[INSTRUCCIÓN 1]
Vuelve a escribir la parte de las entradas que empieza con la línea que contiene "After viewing the picture above, confirm whether any village" y termina con la línea que contiene "[[0, 117, 132, 182]]", ambas incluidas. Aumenta en 59 cada coordenada de las respuestas y deja todo lo demás sin cambios.

[FRAGMENTO DEL DOCUMENTO]
────────────────
Monterrey

Jorge O. Moreno: El presupuesto federal y la deuda pública, algunas reflexiones

No todo ahorro fiscal es sinónimo de mejoras en la calidad administrativa, y no toda deuda pública es indeseable desde un punto de vista social y económico.

"No hay privilegio más placentero que gastar el dinero de otros". Esta frase se atribuye a John Randolph (1773-1833), político conservador quien sirvió como senador en Estados Unidos, y refleja parte medular del gran problema detrás de la percepción pública del gasto público y los niveles de deuda que tradicionalmente acompañan este fenómeno cuando no existe una estrategia fiscal adecuada que le acompañe.

En estas fechas se debate el Proyecto de Presupuesto de Egresos de la Federación para 2020, y existen muchas interrogantes sobre su estructura y factibilidad financiera, ante la clara necesidad de eventualmente elevar los niveles de deuda pública para solventar los compromisos adquiridos dado el nulo crecimiento de la economía y la falta de una base fiscal que permita sanamente su financiamiento.

Pertenezco a una generación para quienes la deuda pública en los distintos ámbitos de gobierno es tradicionalmente asociada a un manejo irresponsable de los recursos públicos, y típicamente su crecimiento desordenado representa la antesala de una crisis económica y financiera. Esta creencia, parte del subconsciente programado en materia de economía y política pública de muchos de nosotros, ha cambiado, pero aún merece una reflexión pausada que nos permita distinguir con objetividad la naturaleza la deuda pública, particularmente considerando el estado actual de las finanzas públicas y los retos que nuestro país enfrenta en los próximos años ante las prioridades de política pública del gobierno federal.

Quisiera iniciar esta columna con un comentario puntual sobre la eficiencia en el gasto y los requerimientos de liquidez que dan origen al presupuesto del sector público: no todo ahorro fiscal es sinónimo de mejoras en la calidad administrativa, y no toda deuda pública es indeseable desde un punto de vista social y económico.
────────────────
[MATERIAL ENTREGADO]

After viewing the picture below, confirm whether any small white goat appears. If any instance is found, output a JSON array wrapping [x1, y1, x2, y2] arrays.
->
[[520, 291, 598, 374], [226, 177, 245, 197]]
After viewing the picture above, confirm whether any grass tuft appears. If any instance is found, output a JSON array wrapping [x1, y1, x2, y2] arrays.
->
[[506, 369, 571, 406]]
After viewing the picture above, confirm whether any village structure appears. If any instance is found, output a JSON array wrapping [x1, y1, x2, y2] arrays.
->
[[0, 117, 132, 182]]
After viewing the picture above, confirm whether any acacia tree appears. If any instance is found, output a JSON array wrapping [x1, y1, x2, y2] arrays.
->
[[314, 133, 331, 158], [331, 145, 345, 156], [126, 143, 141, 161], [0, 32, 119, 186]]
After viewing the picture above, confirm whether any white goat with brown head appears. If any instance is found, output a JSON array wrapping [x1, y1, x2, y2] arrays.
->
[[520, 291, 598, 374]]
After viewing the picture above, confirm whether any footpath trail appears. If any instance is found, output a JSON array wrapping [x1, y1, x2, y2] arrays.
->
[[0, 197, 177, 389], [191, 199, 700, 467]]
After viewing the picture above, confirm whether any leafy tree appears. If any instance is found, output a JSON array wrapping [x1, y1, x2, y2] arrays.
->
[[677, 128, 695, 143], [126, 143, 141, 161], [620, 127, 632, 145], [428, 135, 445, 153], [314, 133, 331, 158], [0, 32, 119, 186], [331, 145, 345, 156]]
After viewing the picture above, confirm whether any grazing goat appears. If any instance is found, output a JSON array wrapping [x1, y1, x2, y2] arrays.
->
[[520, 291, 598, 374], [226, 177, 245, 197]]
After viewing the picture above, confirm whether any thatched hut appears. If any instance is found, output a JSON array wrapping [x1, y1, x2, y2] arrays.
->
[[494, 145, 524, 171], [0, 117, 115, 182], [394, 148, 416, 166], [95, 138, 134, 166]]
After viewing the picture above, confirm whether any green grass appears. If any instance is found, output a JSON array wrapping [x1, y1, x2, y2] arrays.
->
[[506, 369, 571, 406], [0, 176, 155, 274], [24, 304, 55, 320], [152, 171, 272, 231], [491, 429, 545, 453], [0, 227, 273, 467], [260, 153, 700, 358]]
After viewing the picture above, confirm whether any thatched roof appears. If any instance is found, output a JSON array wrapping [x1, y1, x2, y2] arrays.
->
────────────────
[INSTRUCCIÓN 2]
En la columna sobre el presupuesto federal, ¿a quién se le atribuye la frase "No hay privilegio más placentero que gastar el dinero de otros"?

[RESULTADO 1]
After viewing the picture above, confirm whether any village structure appears. If any instance is found, output a JSON array wrapping [x1, y1, x2, y2] arrays.
->
[[59, 176, 191, 241]]

[RESULTADO 2]
A John Randolph (1773-1833), político conservador que fue senador en Estados Unidos.